Reproduce every record below exactly as it appears.

# # # #

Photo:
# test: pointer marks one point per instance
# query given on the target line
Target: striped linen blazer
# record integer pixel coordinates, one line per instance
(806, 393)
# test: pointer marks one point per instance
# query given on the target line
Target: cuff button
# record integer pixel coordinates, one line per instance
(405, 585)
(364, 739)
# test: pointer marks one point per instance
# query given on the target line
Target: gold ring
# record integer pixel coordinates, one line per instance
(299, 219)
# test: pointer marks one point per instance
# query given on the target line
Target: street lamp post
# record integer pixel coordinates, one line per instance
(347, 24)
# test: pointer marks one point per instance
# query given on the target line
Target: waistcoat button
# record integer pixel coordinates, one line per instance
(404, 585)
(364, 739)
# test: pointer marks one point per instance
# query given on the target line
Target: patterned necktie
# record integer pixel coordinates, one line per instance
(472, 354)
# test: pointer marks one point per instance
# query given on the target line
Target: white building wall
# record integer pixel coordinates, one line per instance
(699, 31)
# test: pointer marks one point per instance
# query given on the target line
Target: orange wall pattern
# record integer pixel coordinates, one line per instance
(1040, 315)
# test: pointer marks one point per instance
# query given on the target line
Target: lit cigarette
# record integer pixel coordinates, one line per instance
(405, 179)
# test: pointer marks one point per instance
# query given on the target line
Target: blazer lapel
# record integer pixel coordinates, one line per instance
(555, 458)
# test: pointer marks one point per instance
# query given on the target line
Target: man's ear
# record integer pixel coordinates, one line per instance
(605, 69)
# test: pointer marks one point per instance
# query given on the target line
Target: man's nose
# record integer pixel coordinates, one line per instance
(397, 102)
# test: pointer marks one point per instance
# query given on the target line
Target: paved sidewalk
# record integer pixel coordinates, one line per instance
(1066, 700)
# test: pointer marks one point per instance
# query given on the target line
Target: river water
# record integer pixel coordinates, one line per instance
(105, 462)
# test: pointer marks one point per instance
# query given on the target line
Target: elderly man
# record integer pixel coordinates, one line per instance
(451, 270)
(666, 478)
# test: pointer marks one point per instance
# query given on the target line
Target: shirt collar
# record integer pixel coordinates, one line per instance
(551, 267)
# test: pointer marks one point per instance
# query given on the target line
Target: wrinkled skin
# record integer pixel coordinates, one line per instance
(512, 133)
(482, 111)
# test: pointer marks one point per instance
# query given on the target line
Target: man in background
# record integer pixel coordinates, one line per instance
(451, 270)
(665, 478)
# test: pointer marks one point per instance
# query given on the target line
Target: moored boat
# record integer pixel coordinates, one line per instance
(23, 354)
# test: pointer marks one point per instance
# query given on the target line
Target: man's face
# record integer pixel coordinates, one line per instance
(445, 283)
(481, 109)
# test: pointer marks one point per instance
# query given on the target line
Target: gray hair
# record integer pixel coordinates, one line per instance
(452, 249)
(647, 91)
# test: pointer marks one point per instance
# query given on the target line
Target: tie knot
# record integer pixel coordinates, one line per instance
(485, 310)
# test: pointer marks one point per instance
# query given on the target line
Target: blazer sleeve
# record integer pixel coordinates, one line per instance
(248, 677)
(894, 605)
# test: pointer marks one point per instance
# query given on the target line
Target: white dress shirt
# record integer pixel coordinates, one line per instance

# # # #

* [REPLY TO THE EXERCISE]
Photo:
# test: pointer marks one point per instance
# query given on the target line
Target: striped linen blazer
# record integer pixel coordinates, one line per instance
(806, 393)
# test: pointer marks one point per instance
# query given on the target line
Target: cuff button
# record integer pixel coordinates, one line per instance
(405, 585)
(364, 739)
# test: pointer marks one point per instance
# query given on the target line
Target: gold ring
# record integer pixel coordinates, one line per instance
(299, 219)
# test: pointer marks one point per instance
# query given on the target line
Target: street lamp post
# record integer pixel coordinates, one line per instance
(347, 24)
# test: pointer marks one point per instance
# query given on the target line
Target: waistcoat button
# record integer pixel coordinates, one line per instance
(404, 585)
(364, 739)
# test: pointer marks one point per instance
# query given on the target line
Target: patterned necktie
# record integer pixel coordinates, one line per instance
(472, 354)
# test: pointer marks one point per instance
# query given on the target line
Target: white building wall
# record integer pixel coordinates, one line per instance
(699, 31)
# test: pointer marks one point per instance
# query given on the target line
Target: orange wall pattern
# record integer pixel coordinates, one line per instance
(1040, 315)
# test: pointer marks one point per instance
# query given on the target line
Target: lit cigarette
# record integer pixel coordinates, one line per instance
(405, 179)
# test: pointer marks one point per instance
# query given on the target line
Target: blazer lapel
# record integer pixel coordinates, one line per instance
(555, 458)
# test: pointer marks one point per instance
# query given on the target line
Target: man's ear
# record integer pixel coordinates, one line per instance
(605, 69)
# test: pointer marks one point per instance
# query given on the target line
Target: man's nose
# record integer pixel coordinates, one line per instance
(397, 102)
# test: pointer marks one point per instance
# query given on the target line
Target: paved sidewalk
# record integer pixel coordinates, one line per instance
(1066, 700)
# test: pointer marks one point per instance
# query given on the target line
Target: river water
# record integer pixel coordinates, one line per instance
(105, 462)
# test: pointer marks one point per instance
# query given on the target line
Target: elderly man
# record integer pixel coordinates, one line per instance
(451, 270)
(666, 478)
# test: pointer marks one point per instance
# query given on the target line
Target: shirt collar
# record integer pixel coordinates, one line per instance
(551, 267)
# test: pointer marks one point per instance
# query given on the target line
Target: wrinkled skin
# record integer pixel coordinates, one line per instance
(512, 133)
(482, 111)
# test: pointer marks one point per instance
# query given on the target line
Target: man in background
# record integer pixel coordinates, one line per instance
(451, 270)
(665, 478)
# test: pointer marks one point per instance
# query given on the target line
Target: moored boat
# record integer pixel coordinates, one line per instance
(23, 354)
# test: pointer marks one point per instance
# query given on the target line
Target: man's face
# record integer pixel coordinates, one line per instance
(445, 283)
(481, 109)
# test: pointer marks one point per instance
# query given on the target line
Target: gray hair
# record integer pixel coordinates, one line per instance
(452, 249)
(647, 91)
# test: pointer marks one point per instance
# query given on the target line
Target: tie knot
# record integer pixel coordinates, one line per instance
(485, 310)
# test: pointer marks one point per instance
# query given on the target line
Target: blazer sleeve
# record integer pixel coordinates, one line per instance
(248, 677)
(894, 605)
# test: pointer marks one point per instance
# query given on the target line
Target: white dress shirt
# record integer pixel coordinates, one line per instance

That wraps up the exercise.